• [EXERCISE INPUTS]
+++
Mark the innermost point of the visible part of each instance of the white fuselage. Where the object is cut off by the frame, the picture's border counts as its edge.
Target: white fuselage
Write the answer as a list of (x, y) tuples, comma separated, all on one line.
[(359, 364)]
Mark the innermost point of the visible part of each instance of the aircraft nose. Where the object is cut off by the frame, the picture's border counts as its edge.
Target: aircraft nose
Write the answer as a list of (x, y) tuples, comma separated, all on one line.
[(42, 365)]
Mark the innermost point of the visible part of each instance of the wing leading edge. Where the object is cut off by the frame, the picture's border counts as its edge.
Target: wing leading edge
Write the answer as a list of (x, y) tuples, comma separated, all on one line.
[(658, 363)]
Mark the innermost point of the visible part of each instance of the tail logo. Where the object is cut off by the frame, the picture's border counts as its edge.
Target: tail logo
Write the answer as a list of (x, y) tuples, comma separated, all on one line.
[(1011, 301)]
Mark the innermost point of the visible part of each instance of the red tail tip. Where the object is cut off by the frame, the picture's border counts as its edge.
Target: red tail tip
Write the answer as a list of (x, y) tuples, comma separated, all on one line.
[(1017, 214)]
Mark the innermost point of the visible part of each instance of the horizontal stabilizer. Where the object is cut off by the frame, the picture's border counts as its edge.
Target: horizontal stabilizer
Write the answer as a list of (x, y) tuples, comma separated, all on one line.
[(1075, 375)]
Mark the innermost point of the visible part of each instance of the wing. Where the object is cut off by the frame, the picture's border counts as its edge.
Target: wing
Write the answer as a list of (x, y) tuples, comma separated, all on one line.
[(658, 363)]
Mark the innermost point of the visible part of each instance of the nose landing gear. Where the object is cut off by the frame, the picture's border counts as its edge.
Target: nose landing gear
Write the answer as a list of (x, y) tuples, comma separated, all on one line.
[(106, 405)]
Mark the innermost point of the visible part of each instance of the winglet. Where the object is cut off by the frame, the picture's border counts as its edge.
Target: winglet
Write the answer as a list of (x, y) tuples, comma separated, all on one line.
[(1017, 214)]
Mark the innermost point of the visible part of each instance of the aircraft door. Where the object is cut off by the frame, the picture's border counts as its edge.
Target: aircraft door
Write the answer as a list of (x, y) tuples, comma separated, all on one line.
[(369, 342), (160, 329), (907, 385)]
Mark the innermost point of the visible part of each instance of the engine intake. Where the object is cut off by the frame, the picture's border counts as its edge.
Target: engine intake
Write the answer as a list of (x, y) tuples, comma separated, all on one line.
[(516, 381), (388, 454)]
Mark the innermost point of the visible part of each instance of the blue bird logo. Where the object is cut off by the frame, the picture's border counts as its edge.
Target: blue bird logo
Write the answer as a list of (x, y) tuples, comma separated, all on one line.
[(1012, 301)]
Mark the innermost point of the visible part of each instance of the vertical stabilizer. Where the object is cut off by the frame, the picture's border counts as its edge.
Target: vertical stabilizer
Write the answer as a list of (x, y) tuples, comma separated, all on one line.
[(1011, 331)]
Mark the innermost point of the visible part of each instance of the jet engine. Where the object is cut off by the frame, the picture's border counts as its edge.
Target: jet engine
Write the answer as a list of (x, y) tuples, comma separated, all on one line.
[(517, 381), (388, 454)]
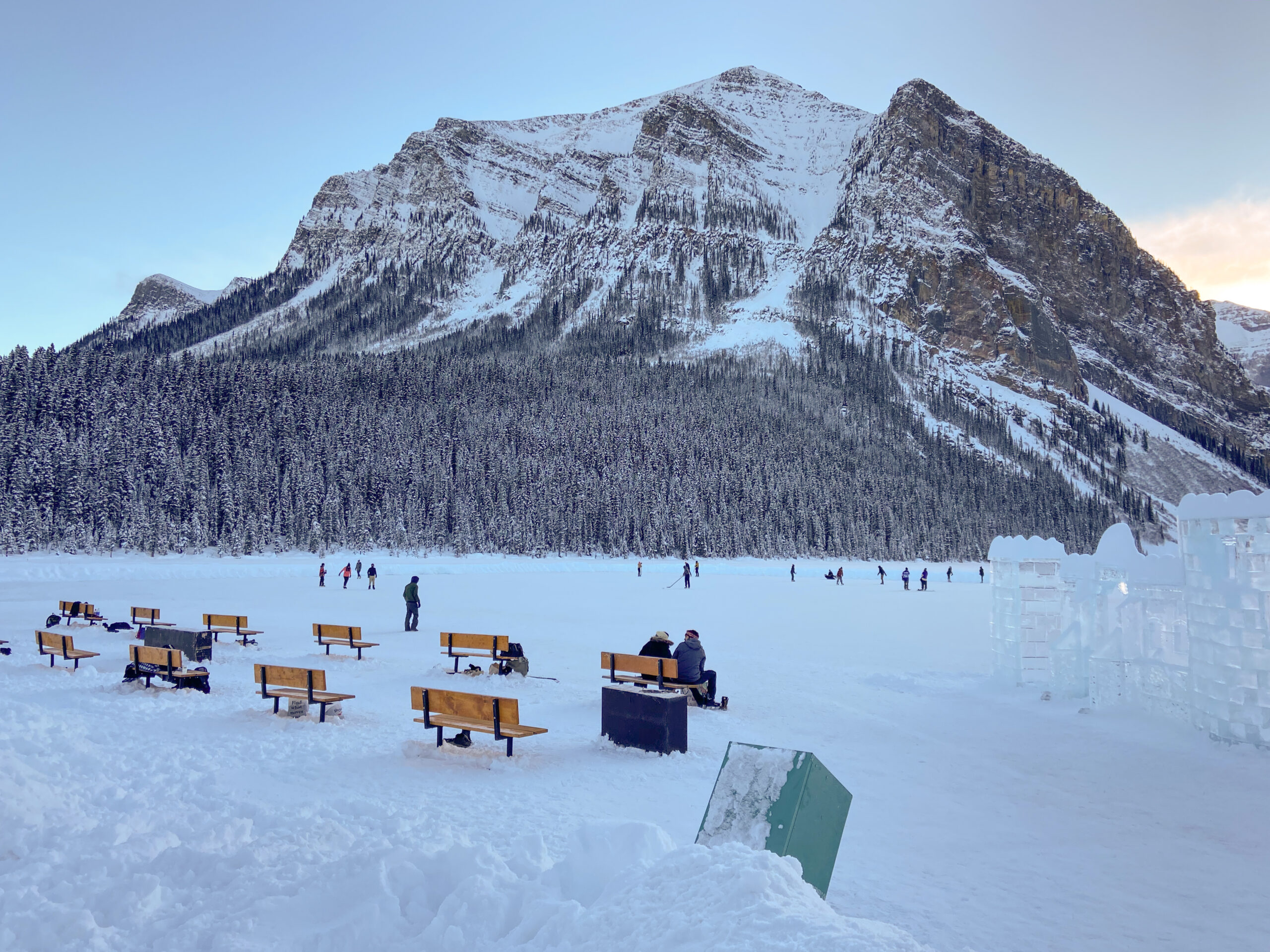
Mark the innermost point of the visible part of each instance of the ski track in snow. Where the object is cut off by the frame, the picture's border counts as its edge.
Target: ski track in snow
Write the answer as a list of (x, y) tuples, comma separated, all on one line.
[(983, 818)]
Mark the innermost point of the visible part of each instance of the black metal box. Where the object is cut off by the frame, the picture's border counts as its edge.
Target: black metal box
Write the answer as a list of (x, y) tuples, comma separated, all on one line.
[(645, 719), (194, 645)]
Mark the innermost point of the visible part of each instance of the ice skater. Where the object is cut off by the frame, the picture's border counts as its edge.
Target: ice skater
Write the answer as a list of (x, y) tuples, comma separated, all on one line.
[(411, 593)]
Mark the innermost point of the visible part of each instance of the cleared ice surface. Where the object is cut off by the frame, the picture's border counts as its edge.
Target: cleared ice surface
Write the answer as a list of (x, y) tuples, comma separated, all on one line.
[(1026, 602), (750, 782), (1226, 549)]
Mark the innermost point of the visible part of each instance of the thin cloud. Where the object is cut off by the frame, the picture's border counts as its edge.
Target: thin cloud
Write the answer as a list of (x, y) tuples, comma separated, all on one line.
[(1222, 250)]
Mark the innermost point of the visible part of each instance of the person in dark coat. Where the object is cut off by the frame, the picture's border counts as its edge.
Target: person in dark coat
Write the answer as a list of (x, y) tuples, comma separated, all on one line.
[(412, 603), (693, 668), (658, 647)]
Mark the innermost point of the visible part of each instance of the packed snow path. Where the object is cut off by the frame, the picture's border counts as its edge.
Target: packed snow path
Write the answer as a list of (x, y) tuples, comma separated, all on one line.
[(983, 818)]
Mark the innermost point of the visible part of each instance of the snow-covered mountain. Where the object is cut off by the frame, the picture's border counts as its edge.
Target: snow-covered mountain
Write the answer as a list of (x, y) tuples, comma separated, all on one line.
[(738, 212), (1246, 334), (159, 300)]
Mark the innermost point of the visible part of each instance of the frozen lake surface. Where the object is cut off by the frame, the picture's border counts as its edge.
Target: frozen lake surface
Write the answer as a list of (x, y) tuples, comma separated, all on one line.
[(983, 818)]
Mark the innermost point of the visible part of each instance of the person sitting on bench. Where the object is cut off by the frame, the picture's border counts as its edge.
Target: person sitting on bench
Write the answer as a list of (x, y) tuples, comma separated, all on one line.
[(657, 647), (693, 668)]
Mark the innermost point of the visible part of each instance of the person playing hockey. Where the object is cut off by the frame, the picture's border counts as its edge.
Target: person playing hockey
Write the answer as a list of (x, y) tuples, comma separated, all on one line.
[(411, 593)]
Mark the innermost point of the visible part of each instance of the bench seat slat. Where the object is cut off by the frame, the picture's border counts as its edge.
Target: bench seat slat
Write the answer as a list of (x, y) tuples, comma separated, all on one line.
[(507, 730), (304, 695)]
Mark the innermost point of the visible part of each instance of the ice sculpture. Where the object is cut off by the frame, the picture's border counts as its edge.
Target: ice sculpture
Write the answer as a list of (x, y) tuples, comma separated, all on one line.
[(1226, 550), (1026, 595)]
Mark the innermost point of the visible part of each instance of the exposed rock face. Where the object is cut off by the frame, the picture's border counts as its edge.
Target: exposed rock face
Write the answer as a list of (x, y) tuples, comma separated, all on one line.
[(985, 246), (722, 214), (159, 298), (1246, 334)]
+++
• [PROBLEM] Write out everything from the start of the material down to the line containing "[(42, 365)]", both ends included and requests kept, and adjust each coordinate in the answers by adding -52 to it.

• [FULL ANSWER]
Mark the innermost point of the visible part of each instance of the white fuselage. Where the object is cut off by the frame, the picture's border counts as its edge.
Target: white fuselage
Write the answer as a list of (x, y) tuples, comma separated, all on one line.
[(307, 312)]
Mark the innermost point of the visible part of each instance of the aircraft nose. Where the object is cut off by the frame, the picture's border counts as its edge.
Target: aircraft nose
Write the answer as a list of (x, y) tuples, comma separated, all on one line.
[(-10, 313)]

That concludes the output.